_WHAT TO DO_
Put each nonblank line of the material below into a Markdown table with the columns Row and Material line, numbering the rows in order.

_DATA LISTING_

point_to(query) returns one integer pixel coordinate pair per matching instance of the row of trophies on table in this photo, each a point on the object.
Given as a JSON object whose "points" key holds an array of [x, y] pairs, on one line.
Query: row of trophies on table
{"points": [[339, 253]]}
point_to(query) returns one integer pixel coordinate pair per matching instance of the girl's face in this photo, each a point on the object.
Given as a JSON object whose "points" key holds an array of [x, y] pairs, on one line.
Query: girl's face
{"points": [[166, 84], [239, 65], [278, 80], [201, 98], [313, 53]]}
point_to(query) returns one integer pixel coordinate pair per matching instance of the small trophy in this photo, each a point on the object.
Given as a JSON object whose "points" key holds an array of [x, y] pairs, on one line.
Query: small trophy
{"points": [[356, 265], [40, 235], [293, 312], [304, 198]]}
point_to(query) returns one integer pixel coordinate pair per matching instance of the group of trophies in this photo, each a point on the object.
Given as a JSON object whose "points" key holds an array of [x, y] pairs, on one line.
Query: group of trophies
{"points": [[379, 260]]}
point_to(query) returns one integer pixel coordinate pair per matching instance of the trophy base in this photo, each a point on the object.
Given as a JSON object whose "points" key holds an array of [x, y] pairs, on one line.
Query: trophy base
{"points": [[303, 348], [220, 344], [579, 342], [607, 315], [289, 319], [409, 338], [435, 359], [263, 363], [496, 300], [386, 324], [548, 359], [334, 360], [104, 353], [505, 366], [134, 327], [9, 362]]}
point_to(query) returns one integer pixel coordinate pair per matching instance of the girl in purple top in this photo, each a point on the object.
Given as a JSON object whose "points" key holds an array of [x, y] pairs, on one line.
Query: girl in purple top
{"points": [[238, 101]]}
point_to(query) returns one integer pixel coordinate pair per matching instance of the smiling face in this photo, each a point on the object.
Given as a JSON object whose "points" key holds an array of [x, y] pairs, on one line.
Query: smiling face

_CORRECT OUTPUT_
| Row | Material line |
|---|---|
| 1 | point_to(query) returns one integer pixel coordinate pair per matching instance of the row of trophies on table in this photo, each a point on the object. |
| 2 | Given as a JSON object whose "points" key holds an array of [x, y] pairs, on one line. |
| 3 | Query: row of trophies on table |
| 4 | {"points": [[339, 253]]} |
| 5 | point_to(query) returns one integer pixel coordinate pair per matching instance of the girl's face in this photo, each a point on the object. |
| 6 | Given as a JSON object whose "points" key holds an array of [x, y] pairs, on one line. |
| 7 | Query: girl's face |
| 8 | {"points": [[166, 84], [239, 65], [278, 80], [201, 98], [313, 53]]} |
| 9 | point_to(query) returns one integer pixel coordinate pair per matching instance of the small trophy in this photo, each a point on the object. |
| 10 | Given as a JSON object whose "points" key holds an array of [x, y] pairs, on one line. |
| 11 | Query: small trophy |
| 12 | {"points": [[356, 265], [40, 235], [293, 312], [304, 198]]} |
| 13 | point_to(query) returns one integer pixel coordinate pair per matching instance of the group of trophies in this photo, each a point on the object. |
| 14 | Given as a JSON object whose "points" key holds an array of [x, y] pairs, on one line. |
| 15 | Query: group of trophies |
| 16 | {"points": [[379, 260]]} |
| 17 | point_to(query) returns one integer pixel coordinate pair per matching instance of the trophy base in this photo, each a point on the object. |
| 18 | Given as a JSON object whose "points" key holds an array of [x, y] pairs, on one line. |
| 19 | Query: trophy base |
| 20 | {"points": [[303, 348], [220, 344], [579, 342], [607, 315], [289, 319], [409, 338], [435, 359], [263, 363], [496, 300], [386, 324], [548, 359], [334, 360], [104, 353], [505, 366], [134, 327], [9, 362]]} |
| 21 | point_to(query) returns one integer pixel coordinate pair per matching instance of the girl in purple top in this photo, each a point on the object. |
| 22 | Given as a JSON object whose "points" key holds an array of [x, y] pairs, on one line. |
| 23 | Query: girl in purple top |
| 24 | {"points": [[238, 101]]} |
| 25 | point_to(query) returns one integer pixel coordinate pair per matching instance of the smiling face in this photo, each a point on the object. |
| 26 | Given as a JSON object whose "points" key holds an array of [x, y] pairs, on one line. |
| 27 | Query: smiling face |